Problem requirements
Return every record below exactly as written, omitting any pictures.

[Saved entries]
-------
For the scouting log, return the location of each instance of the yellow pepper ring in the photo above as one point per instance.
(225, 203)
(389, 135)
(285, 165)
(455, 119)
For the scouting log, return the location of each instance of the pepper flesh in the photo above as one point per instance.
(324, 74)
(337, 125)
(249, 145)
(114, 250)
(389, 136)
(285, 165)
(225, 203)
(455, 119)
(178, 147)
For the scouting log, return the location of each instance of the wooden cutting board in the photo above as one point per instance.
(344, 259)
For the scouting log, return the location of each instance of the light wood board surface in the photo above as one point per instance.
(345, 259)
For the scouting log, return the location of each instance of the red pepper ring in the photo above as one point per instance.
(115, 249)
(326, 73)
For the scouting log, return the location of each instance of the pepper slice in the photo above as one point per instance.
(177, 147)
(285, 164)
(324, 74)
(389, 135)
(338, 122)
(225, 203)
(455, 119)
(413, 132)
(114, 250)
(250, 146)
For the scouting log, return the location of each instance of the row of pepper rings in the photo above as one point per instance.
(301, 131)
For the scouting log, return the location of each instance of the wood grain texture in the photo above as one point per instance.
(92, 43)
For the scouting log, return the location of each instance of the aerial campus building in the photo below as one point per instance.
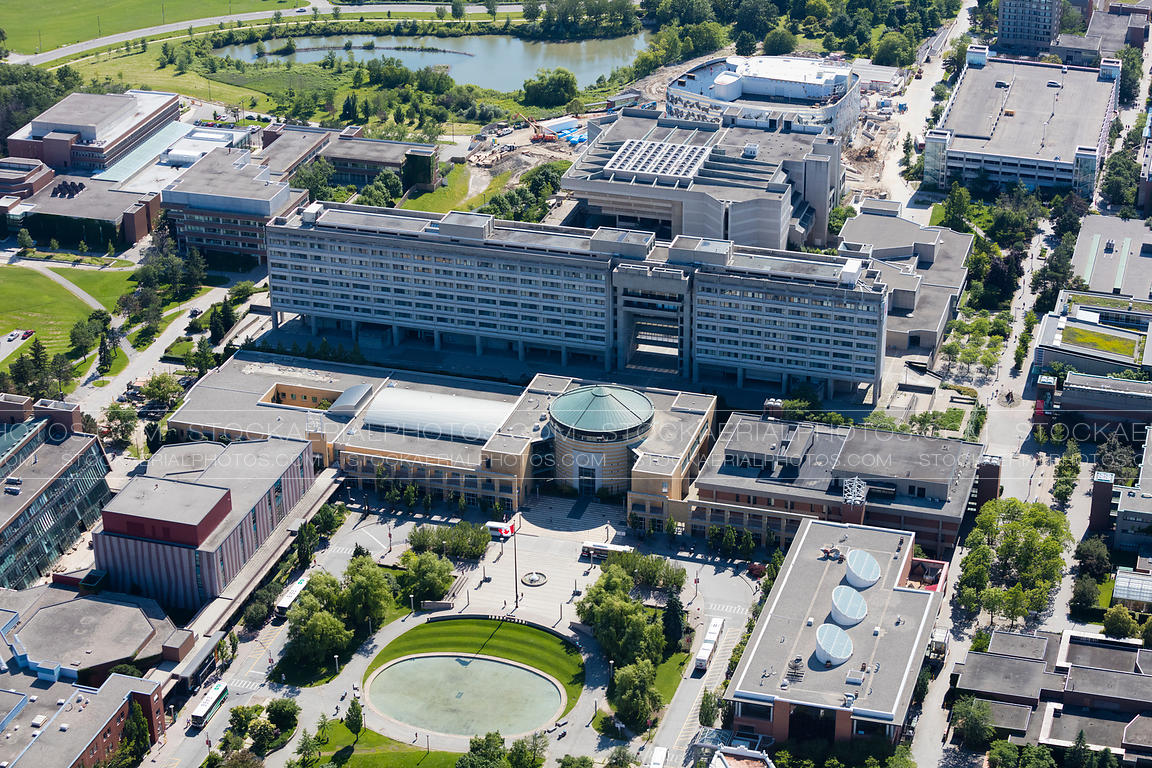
(607, 297)
(54, 485)
(766, 184)
(767, 476)
(460, 438)
(841, 638)
(85, 131)
(1048, 687)
(186, 527)
(1012, 121)
(777, 93)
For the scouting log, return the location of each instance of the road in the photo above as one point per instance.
(120, 38)
(550, 540)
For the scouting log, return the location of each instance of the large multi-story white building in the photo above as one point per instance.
(696, 308)
(794, 93)
(1013, 121)
(758, 182)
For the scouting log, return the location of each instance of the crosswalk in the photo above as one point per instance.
(729, 608)
(243, 684)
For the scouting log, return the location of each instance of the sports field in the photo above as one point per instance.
(30, 27)
(28, 299)
(520, 643)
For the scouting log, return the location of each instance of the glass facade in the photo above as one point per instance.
(52, 522)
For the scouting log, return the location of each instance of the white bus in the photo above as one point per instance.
(209, 705)
(598, 550)
(704, 655)
(711, 641)
(500, 531)
(290, 595)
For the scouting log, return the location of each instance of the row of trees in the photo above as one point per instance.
(462, 541)
(1015, 557)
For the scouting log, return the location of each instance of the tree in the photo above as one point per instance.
(955, 207)
(1120, 623)
(307, 746)
(282, 713)
(620, 758)
(354, 719)
(673, 618)
(710, 708)
(528, 752)
(745, 44)
(1003, 754)
(201, 357)
(121, 421)
(779, 42)
(321, 725)
(163, 387)
(485, 751)
(551, 88)
(972, 720)
(894, 51)
(1092, 555)
(576, 761)
(241, 291)
(83, 335)
(24, 241)
(263, 734)
(636, 693)
(1085, 594)
(307, 540)
(427, 576)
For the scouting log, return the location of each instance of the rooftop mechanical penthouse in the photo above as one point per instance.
(694, 306)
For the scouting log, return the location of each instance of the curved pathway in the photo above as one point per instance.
(212, 21)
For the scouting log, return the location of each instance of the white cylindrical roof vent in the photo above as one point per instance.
(863, 570)
(848, 606)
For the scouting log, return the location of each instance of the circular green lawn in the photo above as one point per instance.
(520, 643)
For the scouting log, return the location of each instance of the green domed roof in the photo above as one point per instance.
(603, 408)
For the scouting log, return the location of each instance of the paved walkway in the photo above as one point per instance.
(212, 21)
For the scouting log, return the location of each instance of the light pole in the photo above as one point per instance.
(515, 563)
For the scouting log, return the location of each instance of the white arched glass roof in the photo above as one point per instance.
(436, 415)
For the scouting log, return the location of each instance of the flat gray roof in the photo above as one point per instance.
(1047, 123)
(888, 644)
(99, 199)
(832, 454)
(1114, 256)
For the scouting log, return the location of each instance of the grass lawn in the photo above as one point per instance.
(74, 259)
(495, 185)
(374, 751)
(28, 299)
(516, 641)
(669, 674)
(105, 287)
(445, 198)
(29, 27)
(1100, 341)
(1105, 599)
(139, 69)
(937, 214)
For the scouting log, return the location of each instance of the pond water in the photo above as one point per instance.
(497, 61)
(464, 696)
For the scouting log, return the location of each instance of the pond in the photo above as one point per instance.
-------
Your solution
For the scouting log, return the location of each instance of the yellow pepper ring in the photo above as one point per instance.
(225, 203)
(389, 135)
(285, 165)
(455, 119)
For the scouting log, return the location of each instance of the pepper flesh in the photo above as one point per instance.
(324, 74)
(337, 125)
(249, 145)
(114, 250)
(389, 136)
(285, 165)
(225, 203)
(455, 119)
(178, 147)
For the scouting log, return the location of each instance of the wooden cutting board in the photo above as one point per instance.
(344, 259)
For the scouting log, return the location of each instance of the light wood board surface in the photo above as one point per instance.
(345, 259)
For the scouting log, return the location of each instance of the red pepper ring in the photo above as one point per instance.
(115, 249)
(326, 73)
For the scouting log, return the location of each instance of the pepper slice in the photo above as one point per instance.
(177, 147)
(285, 164)
(324, 74)
(389, 135)
(338, 122)
(225, 203)
(455, 119)
(413, 132)
(114, 250)
(250, 146)
For the scouting log, return the location of each instance of the row of pepper rings in the photo above as one point per instance.
(301, 131)
For the scouting log, return the location of each instance of the wood grain texture in the photo above as one point per instance.
(92, 43)
For the scouting log, return the location of each instance of the aerial campus building in the photo below as one point per instance.
(607, 297)
(54, 485)
(766, 184)
(767, 476)
(460, 438)
(841, 638)
(85, 131)
(1048, 687)
(186, 527)
(1012, 121)
(777, 93)
For the scouting log, return the location of each instance of the road in the photo above as one point per instance.
(120, 38)
(550, 540)
For the scouting log, return the location of each instance of the large multi-story white building in the photo above as one point per instance.
(696, 308)
(794, 93)
(1013, 121)
(758, 182)
For the scouting log, return the location of each instance of the crosswalk in the photo above as one point per instance.
(729, 608)
(243, 684)
For the scouting log, return the location of each instance of the sports field in the photo above as one point per instance.
(30, 27)
(28, 299)
(520, 643)
For the scouting log, return the location of each instance of the glass facade in the photo above as one point per instance.
(52, 522)
For the scouting log, return the location of each instance of the white bus in the photo above as one point per instance.
(209, 705)
(598, 550)
(704, 655)
(711, 641)
(500, 531)
(290, 595)
For the scouting log, return the location of each instance of the row of trees in the photo above as one point per instance.
(462, 541)
(1015, 557)
For the scouting log, return the location of each instance of the tree in the photo above as one point per instance.
(955, 207)
(1120, 623)
(307, 746)
(282, 713)
(620, 758)
(354, 719)
(673, 618)
(710, 708)
(528, 752)
(745, 44)
(1003, 754)
(201, 357)
(121, 421)
(779, 42)
(321, 725)
(163, 387)
(485, 751)
(551, 88)
(972, 720)
(894, 51)
(1092, 555)
(576, 761)
(241, 291)
(83, 335)
(24, 241)
(263, 734)
(636, 693)
(1085, 594)
(307, 540)
(427, 576)
For the scouting log, return the location of each instance of the rooftop mechanical penthouse in the photo above as one point per instance.
(694, 306)
For the scouting log, return the location of each instance of the curved pathway in the photo above as one point per instance.
(212, 21)
For the scouting log, return the location of each instance of the white cylindrical roof vent in the photo above as one point per instance.
(863, 570)
(848, 606)
For the scouting log, return the location of each instance of the circular green lawn in the photo above as one point per instance.
(520, 643)
For the scouting log, return the location of each instance of the green domed roof in the photo above as one point per instance.
(603, 408)
For the scouting log, return the location of each instance of the paved walkway in the photo above as one point per instance.
(212, 21)
For the scouting log, return the location of each instance of the light pole in the photo above as one point per instance.
(515, 563)
For the scouting log, return the location of each instance of the white arched glass roof in the photo above as one point per instance.
(436, 415)
For the scouting log, return the location of each instance of the flat gray roof in the photo above as one point per instance.
(1047, 123)
(888, 644)
(99, 199)
(832, 454)
(1114, 256)
For the scouting log, return the location of each instance of the grass lawn in the photo above as one point per instance.
(74, 259)
(495, 185)
(374, 751)
(28, 299)
(516, 641)
(669, 674)
(105, 287)
(445, 198)
(29, 27)
(1100, 341)
(1105, 599)
(139, 69)
(937, 214)
For the scouting log, return the location of each instance of the pond water in the photo above as one point per instance.
(497, 61)
(464, 696)
For the scouting log, return the location of each instance of the pond in the photo above as one point per instance.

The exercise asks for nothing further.